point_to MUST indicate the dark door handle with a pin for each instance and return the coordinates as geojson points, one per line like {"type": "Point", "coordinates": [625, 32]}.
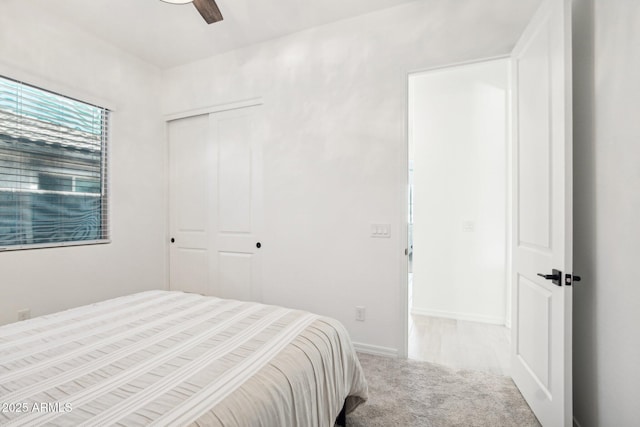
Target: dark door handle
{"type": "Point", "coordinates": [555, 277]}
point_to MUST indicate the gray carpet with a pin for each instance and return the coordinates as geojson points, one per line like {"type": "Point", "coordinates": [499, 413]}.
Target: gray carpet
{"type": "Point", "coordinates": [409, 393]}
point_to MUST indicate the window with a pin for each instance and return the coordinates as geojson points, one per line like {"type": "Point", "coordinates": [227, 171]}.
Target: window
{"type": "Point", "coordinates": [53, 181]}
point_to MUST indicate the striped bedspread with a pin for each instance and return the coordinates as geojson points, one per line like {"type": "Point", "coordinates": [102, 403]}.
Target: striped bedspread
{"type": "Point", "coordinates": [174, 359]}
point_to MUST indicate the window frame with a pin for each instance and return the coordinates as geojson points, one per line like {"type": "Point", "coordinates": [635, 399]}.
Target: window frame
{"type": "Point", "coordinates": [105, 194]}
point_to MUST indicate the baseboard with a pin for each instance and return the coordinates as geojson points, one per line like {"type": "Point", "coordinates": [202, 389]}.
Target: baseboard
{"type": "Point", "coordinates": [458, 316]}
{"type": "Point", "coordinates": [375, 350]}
....
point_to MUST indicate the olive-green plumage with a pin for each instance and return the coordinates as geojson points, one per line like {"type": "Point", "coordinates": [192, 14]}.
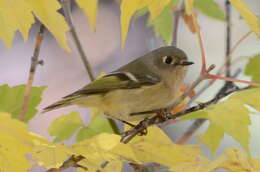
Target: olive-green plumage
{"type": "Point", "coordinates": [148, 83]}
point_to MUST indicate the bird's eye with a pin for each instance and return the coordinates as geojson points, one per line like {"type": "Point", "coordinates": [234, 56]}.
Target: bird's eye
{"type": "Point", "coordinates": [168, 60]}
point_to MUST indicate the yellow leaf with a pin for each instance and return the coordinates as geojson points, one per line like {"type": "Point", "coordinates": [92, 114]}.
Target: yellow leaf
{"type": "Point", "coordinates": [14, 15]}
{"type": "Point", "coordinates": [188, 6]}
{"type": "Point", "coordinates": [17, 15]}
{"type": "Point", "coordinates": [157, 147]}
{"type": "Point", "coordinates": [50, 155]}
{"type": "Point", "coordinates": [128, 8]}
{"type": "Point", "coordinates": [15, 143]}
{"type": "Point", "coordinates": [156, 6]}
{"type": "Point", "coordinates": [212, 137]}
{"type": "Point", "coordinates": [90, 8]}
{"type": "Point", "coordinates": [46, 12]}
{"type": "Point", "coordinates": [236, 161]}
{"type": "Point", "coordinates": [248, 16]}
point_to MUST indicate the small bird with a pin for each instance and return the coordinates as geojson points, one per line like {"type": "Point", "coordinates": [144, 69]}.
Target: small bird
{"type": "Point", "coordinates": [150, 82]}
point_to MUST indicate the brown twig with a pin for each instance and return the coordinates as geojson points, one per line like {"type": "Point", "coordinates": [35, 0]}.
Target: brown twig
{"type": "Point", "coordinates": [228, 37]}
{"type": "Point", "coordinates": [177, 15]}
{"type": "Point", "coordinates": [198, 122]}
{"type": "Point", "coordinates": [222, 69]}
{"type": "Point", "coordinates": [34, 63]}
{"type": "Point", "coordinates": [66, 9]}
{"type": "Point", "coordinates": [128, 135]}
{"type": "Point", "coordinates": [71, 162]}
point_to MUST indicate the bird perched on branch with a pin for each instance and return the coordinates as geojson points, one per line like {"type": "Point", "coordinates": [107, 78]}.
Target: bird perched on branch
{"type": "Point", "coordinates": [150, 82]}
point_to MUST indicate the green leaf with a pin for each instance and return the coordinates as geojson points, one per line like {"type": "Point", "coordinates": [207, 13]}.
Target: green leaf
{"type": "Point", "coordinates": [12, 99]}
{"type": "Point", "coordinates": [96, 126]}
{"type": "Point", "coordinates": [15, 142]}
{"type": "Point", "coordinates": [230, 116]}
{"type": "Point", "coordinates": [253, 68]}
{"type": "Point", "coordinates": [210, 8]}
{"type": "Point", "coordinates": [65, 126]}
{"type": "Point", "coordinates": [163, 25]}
....
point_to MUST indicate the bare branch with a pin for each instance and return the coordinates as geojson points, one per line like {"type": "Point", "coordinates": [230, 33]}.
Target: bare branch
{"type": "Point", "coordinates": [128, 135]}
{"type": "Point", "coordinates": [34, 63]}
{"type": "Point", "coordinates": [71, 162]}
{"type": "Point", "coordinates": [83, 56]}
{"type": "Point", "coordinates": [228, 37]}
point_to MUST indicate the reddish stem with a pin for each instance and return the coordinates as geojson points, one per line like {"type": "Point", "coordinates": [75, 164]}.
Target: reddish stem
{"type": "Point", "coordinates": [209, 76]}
....
Beginning at the line with "Target: bird perched on branch" and stopping after the line with "point_to MUST indicate the green", please write out every line of the data above exactly and nothing else.

Answer
Target: bird perched on branch
{"type": "Point", "coordinates": [150, 82]}
point_to MUST indicate the green leaf with a pin for each instance and return the coordinates as geojson points, one per line like {"type": "Point", "coordinates": [207, 13]}.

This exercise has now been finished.